> _Source extract_:
In a novel pervaded by examples of endangered species, Jenny belongs to the most threatened. She is a "walking anachronism" who "devotes herself full-time to her husband like a Victorian wife". Wilkie is a Desmond Morris figure, a populariser who "had made his point so well that it had become banal". Jenny's contribution to his work goes way beyond conjugal duty, as his books are "full of sentences, and even paragraphs, that she had composed".

Unknown to Jenny, Wilkie suspects that he has bowel cancer and falls into a severe depression. She suggests a trip to Key West and he, considering it a suitable place for suicide, accepts. Once there, his gloom deepens; for, while the climate may be congenial, the clientele are not. It's not so much its position which has earned Key West the title of Last Resort as the haven it offers to people who have nowhere else to go.

The Walkers are exposed to a more varied population than on their New England campus: in particular, Jacko, a gay man with HIV, who is their caretaker, and Lee, the owner of a women's guest house, who rescues Jenny from the jellyfish - and from Wilkie. Lee is particularly hostile to Wilkie's homophobia and his erroneous, as well as irrelevant, declaration that "animals can't be queer". Lurie beautifully handles Lee and Jenny's courtship and the ecstatic liberation of lesbian love ("the air still seemed full of sequinned snowflakes"). The most unexpected facet of the book is its depiction of heterosexual relationships as adulterous and manipulative and homosexual ones as loving and supportive.

Lurie sets up a clear dichotomy between those characters - primarily Wilkie but also Gerry, a self-serving poet, and Myra, a Republican power- broker - who see people in terms of other species (mice, shrews, dolphins, manatees and birds), and those - Lee, Jacko and Molly, an elderly artist - who see them for themselves. Wilkie, as becomes clear to everyone but Jenny, is a monster (if she is a Victorian wife, he is her Casaubon) whose chief concern for her is how she will fare as his literary executor. It is telling that the example she picks of his generosity is his giving "money for the conversion of his books into Braille".

This is a charming, sunny book that seems infused with all the warmth of its setting. Even the air of death and decay that infiltrates in the form of Wilkie's musings on a dying environment, Molly's sense of loss and Jacko's diagnosis, fails to dent the novel's high spirits. It is full of sparkish - indeed, Muriel Sparkish - observations and gently subversive wit. Above all, Lurie exposes the dishonesty of people who wish to protect nature's diversity while demanding human homogeneity. The whole weight of the book lies behind Lee's declaration that "anyone has the right to be in love. It's just a dumb convention that they have to be the same age and race and religion and class, and they can't be the same sex."

Region pointing rows:

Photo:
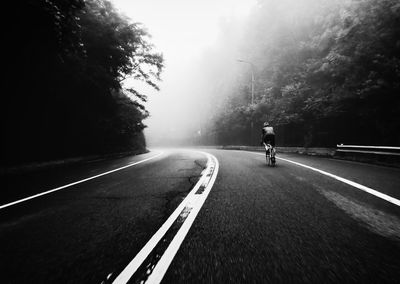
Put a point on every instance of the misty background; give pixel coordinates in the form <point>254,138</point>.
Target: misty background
<point>90,77</point>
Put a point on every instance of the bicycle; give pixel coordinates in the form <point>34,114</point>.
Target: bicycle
<point>269,155</point>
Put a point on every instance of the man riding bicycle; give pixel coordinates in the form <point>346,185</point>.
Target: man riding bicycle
<point>268,137</point>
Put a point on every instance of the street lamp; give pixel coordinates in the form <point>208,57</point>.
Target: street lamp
<point>252,94</point>
<point>252,78</point>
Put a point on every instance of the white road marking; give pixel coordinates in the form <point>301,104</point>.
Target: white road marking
<point>349,182</point>
<point>192,200</point>
<point>77,182</point>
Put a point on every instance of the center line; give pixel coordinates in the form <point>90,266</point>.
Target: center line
<point>153,260</point>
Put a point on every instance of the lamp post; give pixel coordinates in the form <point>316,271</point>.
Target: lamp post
<point>252,94</point>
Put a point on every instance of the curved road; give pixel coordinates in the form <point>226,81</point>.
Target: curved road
<point>257,224</point>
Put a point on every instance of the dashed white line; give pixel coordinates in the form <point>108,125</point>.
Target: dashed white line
<point>194,201</point>
<point>77,182</point>
<point>349,182</point>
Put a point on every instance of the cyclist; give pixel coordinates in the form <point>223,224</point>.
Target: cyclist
<point>268,137</point>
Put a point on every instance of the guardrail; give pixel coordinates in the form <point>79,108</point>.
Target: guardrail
<point>375,150</point>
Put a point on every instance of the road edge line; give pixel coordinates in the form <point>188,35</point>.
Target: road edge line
<point>364,188</point>
<point>76,182</point>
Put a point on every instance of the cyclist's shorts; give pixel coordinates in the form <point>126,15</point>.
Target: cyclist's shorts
<point>269,139</point>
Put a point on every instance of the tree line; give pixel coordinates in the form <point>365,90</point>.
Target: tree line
<point>64,94</point>
<point>326,72</point>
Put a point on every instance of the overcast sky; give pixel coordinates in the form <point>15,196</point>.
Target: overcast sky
<point>182,30</point>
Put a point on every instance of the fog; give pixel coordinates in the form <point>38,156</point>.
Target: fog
<point>200,55</point>
<point>314,62</point>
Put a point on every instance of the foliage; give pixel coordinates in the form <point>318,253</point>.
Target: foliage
<point>325,70</point>
<point>64,94</point>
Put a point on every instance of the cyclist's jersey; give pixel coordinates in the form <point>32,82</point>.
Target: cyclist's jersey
<point>268,130</point>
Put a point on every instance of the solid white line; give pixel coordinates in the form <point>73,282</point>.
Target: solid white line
<point>165,261</point>
<point>127,273</point>
<point>77,182</point>
<point>349,182</point>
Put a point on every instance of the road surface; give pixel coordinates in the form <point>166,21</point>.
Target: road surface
<point>307,220</point>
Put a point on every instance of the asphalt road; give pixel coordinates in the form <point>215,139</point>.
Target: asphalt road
<point>259,224</point>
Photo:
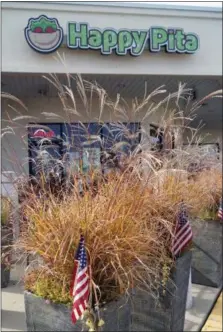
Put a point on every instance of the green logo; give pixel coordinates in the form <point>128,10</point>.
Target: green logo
<point>44,34</point>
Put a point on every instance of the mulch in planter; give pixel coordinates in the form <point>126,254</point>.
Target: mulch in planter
<point>206,266</point>
<point>140,312</point>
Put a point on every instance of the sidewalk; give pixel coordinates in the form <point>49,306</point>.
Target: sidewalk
<point>13,311</point>
<point>214,321</point>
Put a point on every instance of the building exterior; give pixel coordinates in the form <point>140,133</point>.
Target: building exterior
<point>121,46</point>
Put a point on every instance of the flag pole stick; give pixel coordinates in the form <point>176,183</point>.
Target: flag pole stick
<point>189,303</point>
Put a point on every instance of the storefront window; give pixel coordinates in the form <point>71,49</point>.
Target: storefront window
<point>84,146</point>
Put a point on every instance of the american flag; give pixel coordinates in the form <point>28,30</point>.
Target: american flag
<point>80,288</point>
<point>220,216</point>
<point>183,232</point>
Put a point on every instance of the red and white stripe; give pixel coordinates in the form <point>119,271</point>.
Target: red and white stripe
<point>182,237</point>
<point>81,291</point>
<point>220,215</point>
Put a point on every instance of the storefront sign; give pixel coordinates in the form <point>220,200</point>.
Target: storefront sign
<point>45,35</point>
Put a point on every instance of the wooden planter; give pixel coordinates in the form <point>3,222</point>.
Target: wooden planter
<point>6,240</point>
<point>138,313</point>
<point>207,253</point>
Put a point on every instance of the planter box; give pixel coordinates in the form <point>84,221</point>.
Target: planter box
<point>5,276</point>
<point>207,253</point>
<point>138,313</point>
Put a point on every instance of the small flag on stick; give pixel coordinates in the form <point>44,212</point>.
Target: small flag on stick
<point>183,232</point>
<point>80,288</point>
<point>220,216</point>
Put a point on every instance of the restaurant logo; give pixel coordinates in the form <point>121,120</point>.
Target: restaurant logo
<point>44,134</point>
<point>44,34</point>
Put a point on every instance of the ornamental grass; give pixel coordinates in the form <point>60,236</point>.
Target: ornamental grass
<point>127,216</point>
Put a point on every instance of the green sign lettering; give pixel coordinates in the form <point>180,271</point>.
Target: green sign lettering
<point>95,39</point>
<point>140,38</point>
<point>78,37</point>
<point>173,40</point>
<point>126,41</point>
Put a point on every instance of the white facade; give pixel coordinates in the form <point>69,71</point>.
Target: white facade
<point>18,57</point>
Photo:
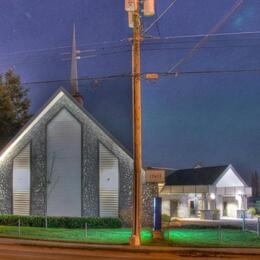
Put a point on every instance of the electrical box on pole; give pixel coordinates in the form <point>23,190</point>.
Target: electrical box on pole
<point>149,7</point>
<point>130,20</point>
<point>131,5</point>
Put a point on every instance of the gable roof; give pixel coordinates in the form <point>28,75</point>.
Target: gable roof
<point>48,105</point>
<point>195,176</point>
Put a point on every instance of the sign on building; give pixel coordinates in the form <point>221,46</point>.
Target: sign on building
<point>154,175</point>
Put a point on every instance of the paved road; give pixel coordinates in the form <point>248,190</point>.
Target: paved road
<point>11,252</point>
<point>251,224</point>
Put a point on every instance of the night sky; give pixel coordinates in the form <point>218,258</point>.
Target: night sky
<point>211,118</point>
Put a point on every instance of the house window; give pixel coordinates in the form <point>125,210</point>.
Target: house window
<point>21,182</point>
<point>108,183</point>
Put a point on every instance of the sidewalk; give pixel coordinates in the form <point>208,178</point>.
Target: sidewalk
<point>185,251</point>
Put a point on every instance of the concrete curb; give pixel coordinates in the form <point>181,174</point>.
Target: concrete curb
<point>184,251</point>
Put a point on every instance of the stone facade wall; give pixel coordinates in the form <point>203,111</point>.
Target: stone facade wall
<point>92,134</point>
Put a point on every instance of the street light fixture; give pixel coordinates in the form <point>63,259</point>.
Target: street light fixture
<point>133,6</point>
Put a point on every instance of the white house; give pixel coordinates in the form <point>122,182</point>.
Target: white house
<point>203,192</point>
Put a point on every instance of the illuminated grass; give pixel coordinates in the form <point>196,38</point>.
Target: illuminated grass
<point>107,236</point>
<point>212,238</point>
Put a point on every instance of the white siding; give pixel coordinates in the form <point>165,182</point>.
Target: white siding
<point>64,165</point>
<point>108,183</point>
<point>229,179</point>
<point>21,182</point>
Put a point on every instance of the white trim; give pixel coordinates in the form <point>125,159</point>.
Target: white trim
<point>31,125</point>
<point>230,166</point>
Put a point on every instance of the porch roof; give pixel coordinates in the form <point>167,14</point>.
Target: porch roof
<point>194,176</point>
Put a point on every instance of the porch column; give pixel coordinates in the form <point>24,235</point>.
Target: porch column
<point>204,201</point>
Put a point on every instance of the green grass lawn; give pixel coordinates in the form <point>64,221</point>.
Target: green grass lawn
<point>178,237</point>
<point>108,236</point>
<point>212,238</point>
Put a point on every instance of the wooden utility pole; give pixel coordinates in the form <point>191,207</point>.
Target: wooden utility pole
<point>135,240</point>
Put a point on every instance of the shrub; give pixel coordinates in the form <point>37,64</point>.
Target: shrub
<point>165,218</point>
<point>252,211</point>
<point>62,222</point>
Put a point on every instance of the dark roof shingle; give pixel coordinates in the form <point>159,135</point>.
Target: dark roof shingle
<point>194,176</point>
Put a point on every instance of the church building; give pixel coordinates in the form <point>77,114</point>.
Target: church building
<point>64,163</point>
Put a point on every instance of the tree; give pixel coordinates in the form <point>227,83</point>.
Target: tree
<point>14,106</point>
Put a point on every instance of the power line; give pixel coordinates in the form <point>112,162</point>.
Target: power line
<point>61,47</point>
<point>161,74</point>
<point>213,30</point>
<point>203,35</point>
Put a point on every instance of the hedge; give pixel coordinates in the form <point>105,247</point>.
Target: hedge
<point>62,222</point>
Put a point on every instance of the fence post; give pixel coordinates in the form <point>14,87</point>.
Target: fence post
<point>258,226</point>
<point>19,227</point>
<point>220,232</point>
<point>244,220</point>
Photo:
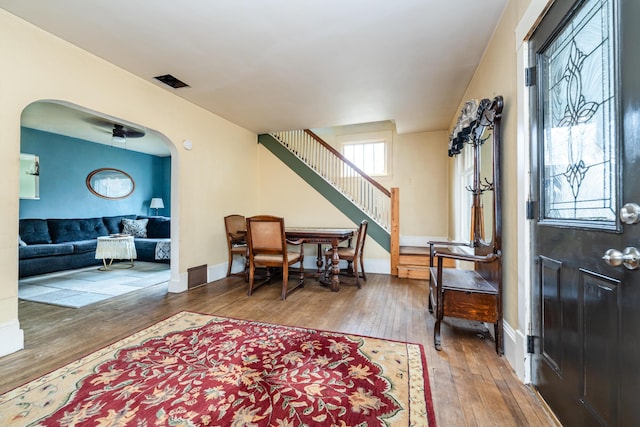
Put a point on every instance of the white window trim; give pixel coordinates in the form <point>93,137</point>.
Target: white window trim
<point>385,136</point>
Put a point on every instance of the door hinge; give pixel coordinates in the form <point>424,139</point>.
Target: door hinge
<point>531,344</point>
<point>531,209</point>
<point>530,76</point>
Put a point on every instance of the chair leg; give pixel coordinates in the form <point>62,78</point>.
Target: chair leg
<point>229,266</point>
<point>251,279</point>
<point>364,276</point>
<point>285,280</point>
<point>356,274</point>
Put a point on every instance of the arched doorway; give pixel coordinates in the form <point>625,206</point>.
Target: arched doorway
<point>69,143</point>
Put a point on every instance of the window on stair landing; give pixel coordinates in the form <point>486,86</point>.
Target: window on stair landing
<point>369,152</point>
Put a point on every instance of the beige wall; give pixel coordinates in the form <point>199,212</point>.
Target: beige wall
<point>497,75</point>
<point>37,65</point>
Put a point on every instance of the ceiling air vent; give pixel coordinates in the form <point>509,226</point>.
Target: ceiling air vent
<point>169,80</point>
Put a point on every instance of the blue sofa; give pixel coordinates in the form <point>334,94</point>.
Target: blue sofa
<point>48,245</point>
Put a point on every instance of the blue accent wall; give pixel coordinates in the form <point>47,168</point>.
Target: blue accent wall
<point>64,165</point>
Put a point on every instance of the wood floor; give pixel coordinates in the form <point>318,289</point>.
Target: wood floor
<point>471,385</point>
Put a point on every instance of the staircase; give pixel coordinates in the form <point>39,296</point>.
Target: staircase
<point>342,183</point>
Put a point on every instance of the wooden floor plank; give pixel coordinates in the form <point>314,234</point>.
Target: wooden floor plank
<point>470,384</point>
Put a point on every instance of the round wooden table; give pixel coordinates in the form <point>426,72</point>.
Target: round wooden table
<point>115,247</point>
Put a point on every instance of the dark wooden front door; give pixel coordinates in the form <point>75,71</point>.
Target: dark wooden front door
<point>585,163</point>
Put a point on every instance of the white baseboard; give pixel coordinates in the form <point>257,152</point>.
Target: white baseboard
<point>515,350</point>
<point>11,338</point>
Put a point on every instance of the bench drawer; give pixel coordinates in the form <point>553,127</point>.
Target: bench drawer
<point>472,306</point>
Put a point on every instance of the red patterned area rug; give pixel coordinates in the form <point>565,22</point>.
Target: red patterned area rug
<point>201,370</point>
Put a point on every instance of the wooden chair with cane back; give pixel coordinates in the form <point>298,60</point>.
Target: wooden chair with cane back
<point>354,255</point>
<point>268,247</point>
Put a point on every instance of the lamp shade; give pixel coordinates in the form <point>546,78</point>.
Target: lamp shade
<point>156,203</point>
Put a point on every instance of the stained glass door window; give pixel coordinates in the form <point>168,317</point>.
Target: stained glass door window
<point>579,115</point>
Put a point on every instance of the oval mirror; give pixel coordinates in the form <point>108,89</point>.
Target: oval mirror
<point>110,183</point>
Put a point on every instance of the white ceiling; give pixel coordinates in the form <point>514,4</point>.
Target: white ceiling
<point>270,65</point>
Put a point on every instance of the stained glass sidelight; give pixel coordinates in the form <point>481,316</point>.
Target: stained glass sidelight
<point>579,149</point>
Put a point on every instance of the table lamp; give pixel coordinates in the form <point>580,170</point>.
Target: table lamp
<point>156,203</point>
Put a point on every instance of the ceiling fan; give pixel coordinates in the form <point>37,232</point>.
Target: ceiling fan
<point>119,133</point>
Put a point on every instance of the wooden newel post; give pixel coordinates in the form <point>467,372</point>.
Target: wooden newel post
<point>395,230</point>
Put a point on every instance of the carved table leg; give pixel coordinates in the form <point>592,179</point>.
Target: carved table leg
<point>319,260</point>
<point>335,268</point>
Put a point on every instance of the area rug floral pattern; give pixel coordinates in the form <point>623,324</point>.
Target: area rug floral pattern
<point>201,370</point>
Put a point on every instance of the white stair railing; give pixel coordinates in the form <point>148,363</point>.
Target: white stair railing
<point>338,171</point>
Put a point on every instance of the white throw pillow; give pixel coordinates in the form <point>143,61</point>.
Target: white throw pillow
<point>135,227</point>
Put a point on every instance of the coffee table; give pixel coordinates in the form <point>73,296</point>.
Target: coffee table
<point>115,247</point>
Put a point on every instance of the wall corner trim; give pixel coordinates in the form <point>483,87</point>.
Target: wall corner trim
<point>11,338</point>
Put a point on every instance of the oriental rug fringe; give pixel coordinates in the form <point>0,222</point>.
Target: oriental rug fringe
<point>201,370</point>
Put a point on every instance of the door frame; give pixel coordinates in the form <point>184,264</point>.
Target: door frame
<point>520,359</point>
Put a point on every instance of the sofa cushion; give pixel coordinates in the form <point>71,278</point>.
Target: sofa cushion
<point>84,246</point>
<point>71,230</point>
<point>34,231</point>
<point>42,250</point>
<point>159,228</point>
<point>114,223</point>
<point>135,227</point>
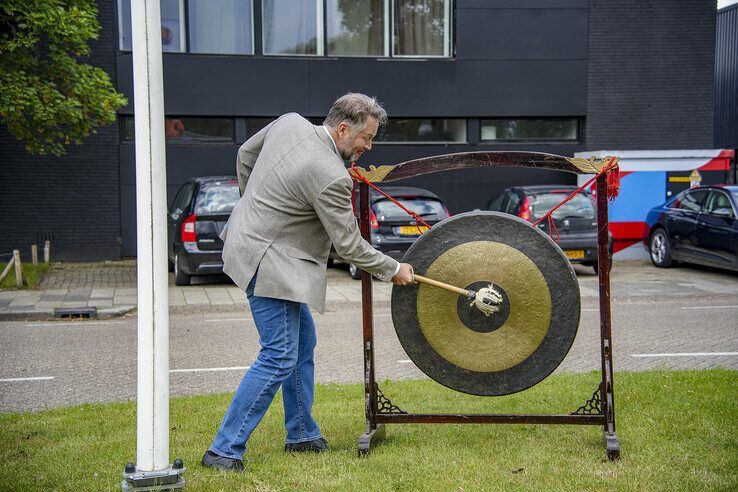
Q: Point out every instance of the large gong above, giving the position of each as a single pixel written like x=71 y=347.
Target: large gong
x=454 y=342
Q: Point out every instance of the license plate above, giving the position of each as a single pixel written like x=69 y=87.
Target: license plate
x=575 y=254
x=412 y=230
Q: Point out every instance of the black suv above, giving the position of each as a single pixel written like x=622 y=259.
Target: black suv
x=576 y=220
x=393 y=230
x=197 y=215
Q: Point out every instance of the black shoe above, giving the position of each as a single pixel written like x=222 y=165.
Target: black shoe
x=212 y=460
x=316 y=445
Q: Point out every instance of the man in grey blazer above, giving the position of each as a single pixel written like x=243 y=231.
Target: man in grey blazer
x=295 y=203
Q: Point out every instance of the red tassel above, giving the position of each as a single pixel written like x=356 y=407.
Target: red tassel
x=613 y=181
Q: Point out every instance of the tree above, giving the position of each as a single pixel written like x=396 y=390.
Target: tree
x=49 y=98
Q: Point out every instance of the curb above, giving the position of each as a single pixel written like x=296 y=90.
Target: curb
x=105 y=313
x=120 y=311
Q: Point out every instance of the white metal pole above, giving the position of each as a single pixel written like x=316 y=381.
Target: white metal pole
x=152 y=412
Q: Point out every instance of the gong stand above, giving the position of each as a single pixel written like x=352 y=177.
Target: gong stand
x=597 y=410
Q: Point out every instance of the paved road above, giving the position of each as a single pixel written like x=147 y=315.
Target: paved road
x=658 y=317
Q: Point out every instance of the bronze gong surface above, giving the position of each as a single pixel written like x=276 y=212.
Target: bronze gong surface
x=456 y=344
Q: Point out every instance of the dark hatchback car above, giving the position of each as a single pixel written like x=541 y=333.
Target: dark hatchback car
x=576 y=220
x=197 y=215
x=393 y=230
x=696 y=226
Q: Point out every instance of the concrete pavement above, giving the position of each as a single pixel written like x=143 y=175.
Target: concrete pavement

> _Assignment 1_:
Reproduce word for word the part of the review that opens with the words containing "In a novel pervaded" and closes with "else to go.".
> _Assignment 2_:
In the review, what example does Jenny pick of Wilkie's generosity?
Rely only on the review above when doing what comes next.

> _Exercise output 1_:
In a novel pervaded by examples of endangered species, Jenny belongs to the most threatened. She is a "walking anachronism" who "devotes herself full-time to her husband like a Victorian wife". Wilkie is a Desmond Morris figure, a populariser who "had made his point so well that it had become banal". Jenny's contribution to his work goes way beyond conjugal duty, as his books are "full of sentences, and even paragraphs, that she had composed".

Unknown to Jenny, Wilkie suspects that he has bowel cancer and falls into a severe depression. She suggests a trip to Key West and he, considering it a suitable place for suicide, accepts. Once there, his gloom deepens; for, while the climate may be congenial, the clientele are not. It's not so much its position which has earned Key West the title of Last Resort as the haven it offers to people who have nowhere else to go.

> _Exercise output 2_:
His giving money for the conversion of his books into Braille.